** START ENTRIES PROVIDED **

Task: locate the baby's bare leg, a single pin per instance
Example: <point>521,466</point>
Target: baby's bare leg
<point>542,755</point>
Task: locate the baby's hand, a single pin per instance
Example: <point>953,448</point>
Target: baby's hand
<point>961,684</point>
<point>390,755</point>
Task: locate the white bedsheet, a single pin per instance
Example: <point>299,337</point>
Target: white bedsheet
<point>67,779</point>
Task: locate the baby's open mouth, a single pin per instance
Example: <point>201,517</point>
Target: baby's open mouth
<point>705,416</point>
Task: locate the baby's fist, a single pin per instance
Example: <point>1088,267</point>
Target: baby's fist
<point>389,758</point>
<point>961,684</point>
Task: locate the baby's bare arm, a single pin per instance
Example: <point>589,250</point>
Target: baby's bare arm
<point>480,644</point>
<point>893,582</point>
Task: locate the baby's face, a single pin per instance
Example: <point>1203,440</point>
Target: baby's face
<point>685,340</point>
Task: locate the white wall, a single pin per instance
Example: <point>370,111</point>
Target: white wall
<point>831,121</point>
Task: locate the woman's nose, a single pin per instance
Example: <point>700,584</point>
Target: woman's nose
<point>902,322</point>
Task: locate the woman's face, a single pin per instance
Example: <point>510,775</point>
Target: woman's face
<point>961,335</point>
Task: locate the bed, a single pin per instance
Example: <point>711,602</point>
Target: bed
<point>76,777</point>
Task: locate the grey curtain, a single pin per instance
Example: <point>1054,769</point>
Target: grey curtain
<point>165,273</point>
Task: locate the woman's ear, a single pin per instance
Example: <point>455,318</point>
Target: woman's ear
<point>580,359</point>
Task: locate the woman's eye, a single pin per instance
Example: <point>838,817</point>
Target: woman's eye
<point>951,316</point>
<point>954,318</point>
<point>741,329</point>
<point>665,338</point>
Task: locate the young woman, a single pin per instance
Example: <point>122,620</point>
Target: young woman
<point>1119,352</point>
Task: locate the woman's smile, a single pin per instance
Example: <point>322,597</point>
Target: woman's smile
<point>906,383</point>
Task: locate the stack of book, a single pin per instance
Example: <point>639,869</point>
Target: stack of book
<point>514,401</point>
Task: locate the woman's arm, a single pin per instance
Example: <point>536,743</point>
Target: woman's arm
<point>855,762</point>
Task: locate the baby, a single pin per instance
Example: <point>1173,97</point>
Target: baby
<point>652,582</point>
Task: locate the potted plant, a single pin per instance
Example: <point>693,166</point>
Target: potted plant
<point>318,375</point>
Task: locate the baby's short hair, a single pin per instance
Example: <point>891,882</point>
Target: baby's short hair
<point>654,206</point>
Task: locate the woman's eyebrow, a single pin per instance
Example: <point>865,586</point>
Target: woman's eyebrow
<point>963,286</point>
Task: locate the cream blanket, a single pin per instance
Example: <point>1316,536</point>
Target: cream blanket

** END ENTRIES PROVIDED **

▶ WHAT IS REQUIRED: Please repeat all of the records above word for word, line by line, without changing anything.

▶ ANSWER TO THIS EXERCISE:
Task: locate the baby's bare leg, a single pin per instance
Example: <point>521,466</point>
Target: baby's bare leg
<point>542,755</point>
Task: locate the baby's hand, a single pin per instance
Example: <point>953,448</point>
Target: baby's hand
<point>961,684</point>
<point>390,755</point>
Task: locate the white bedsheet, a single pin per instance
Example: <point>299,337</point>
Target: white bedsheet
<point>67,779</point>
Task: locate the baby's open mouth, a single pin per instance
Example: <point>201,517</point>
Target: baby's open mouth
<point>705,416</point>
Task: locate the baby's fist, a single pin per instance
Example: <point>1088,267</point>
Target: baby's fist
<point>389,758</point>
<point>961,684</point>
Task: locate the baby's bare arm, a single pin per instance
Example: <point>589,250</point>
Target: baby's bare arm
<point>480,644</point>
<point>893,582</point>
Task: locate the baby's face, a single pin per instance
Example: <point>1203,440</point>
Target: baby's face
<point>685,340</point>
Task: locate the white wall, a single pin per instance
Example: <point>370,111</point>
Target: white wall
<point>831,121</point>
Task: locate the woman's nose, a single pin per instance
Example: <point>700,584</point>
Target: woman's nose
<point>902,322</point>
Task: locate the woman's face, a single pin per instance
Example: <point>510,775</point>
Target: woman's face
<point>961,335</point>
Task: locate the bed, a single pin per instance
Example: <point>711,602</point>
Target: bed
<point>76,777</point>
Task: locate the grey curtain, a single pin per instance
Example: <point>1054,769</point>
Target: grey curtain
<point>165,273</point>
Task: locate the woman's ear, a single pin per instance
Example: <point>455,318</point>
Target: woman's ear
<point>580,359</point>
Task: locate the woman's eye, a single pin per instance
Example: <point>838,817</point>
Target: woman's eye
<point>951,316</point>
<point>954,318</point>
<point>741,329</point>
<point>665,338</point>
Task: locate the young woman, a single pin per instance
Example: <point>122,620</point>
Target: young woman
<point>1119,352</point>
Task: locate the woman's smile, a single pin per instance
Example: <point>322,597</point>
Target: woman's smile
<point>906,383</point>
Task: locate the stack of book, a single pin per instance
Example: <point>639,869</point>
Target: stack of book
<point>514,401</point>
Task: locate the woman's arm, a single pin per instance
Example: <point>536,743</point>
Target: woman's arm
<point>855,762</point>
Task: locate the baby, a single pin per instance
Example: <point>1173,97</point>
Target: baby
<point>652,582</point>
Task: locate the potted plant, a single pin per instance
Example: <point>693,166</point>
Target: potted plant
<point>318,375</point>
Task: locate the baby's short hair, a single pin per instance
Example: <point>891,882</point>
Target: baby's short hair
<point>654,206</point>
Task: locate the woman's eyebrow, a single pin per instance
Example: <point>865,586</point>
Target: woman's eyebrow
<point>963,286</point>
Task: locate the cream blanket, a single pin per instance
Example: <point>1316,536</point>
Target: cream blanket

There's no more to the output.